▶ [Exercise prompt]: Report each line from the listing that the string "school" appears in.

▶ [Exercise inputs]:

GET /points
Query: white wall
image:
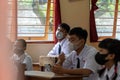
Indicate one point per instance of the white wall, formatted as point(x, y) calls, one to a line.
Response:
point(75, 13)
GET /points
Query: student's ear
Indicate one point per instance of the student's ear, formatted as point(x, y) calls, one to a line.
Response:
point(82, 40)
point(111, 56)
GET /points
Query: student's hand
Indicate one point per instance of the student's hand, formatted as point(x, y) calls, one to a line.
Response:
point(61, 58)
point(57, 69)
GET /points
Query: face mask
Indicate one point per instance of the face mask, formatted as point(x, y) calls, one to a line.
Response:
point(59, 35)
point(76, 45)
point(18, 50)
point(100, 58)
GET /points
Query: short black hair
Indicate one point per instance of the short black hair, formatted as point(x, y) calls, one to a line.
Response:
point(23, 42)
point(112, 45)
point(78, 31)
point(65, 26)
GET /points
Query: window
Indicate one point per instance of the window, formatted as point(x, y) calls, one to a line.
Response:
point(108, 19)
point(35, 20)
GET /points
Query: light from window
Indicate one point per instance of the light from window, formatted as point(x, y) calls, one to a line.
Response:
point(107, 18)
point(35, 20)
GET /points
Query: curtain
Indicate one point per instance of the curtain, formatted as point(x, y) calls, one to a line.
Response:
point(7, 70)
point(57, 16)
point(12, 20)
point(93, 31)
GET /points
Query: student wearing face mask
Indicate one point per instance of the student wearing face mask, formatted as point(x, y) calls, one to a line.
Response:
point(81, 60)
point(20, 56)
point(109, 56)
point(63, 46)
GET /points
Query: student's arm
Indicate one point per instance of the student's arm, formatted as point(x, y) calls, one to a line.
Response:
point(53, 52)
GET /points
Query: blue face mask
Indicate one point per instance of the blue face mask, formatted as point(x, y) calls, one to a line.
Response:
point(59, 35)
point(100, 58)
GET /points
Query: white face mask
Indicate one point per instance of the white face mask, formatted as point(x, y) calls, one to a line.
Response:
point(59, 35)
point(76, 45)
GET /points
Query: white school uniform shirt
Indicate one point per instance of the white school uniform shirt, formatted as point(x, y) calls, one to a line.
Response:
point(87, 60)
point(110, 73)
point(24, 59)
point(66, 48)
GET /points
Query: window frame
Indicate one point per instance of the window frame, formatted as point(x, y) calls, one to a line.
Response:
point(114, 23)
point(44, 38)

▶ [Task output]:
Query: white school uniform shirt
Indicate one point per instance of the white school uniform shirt, formatted as point(x, y) calls, one to a line.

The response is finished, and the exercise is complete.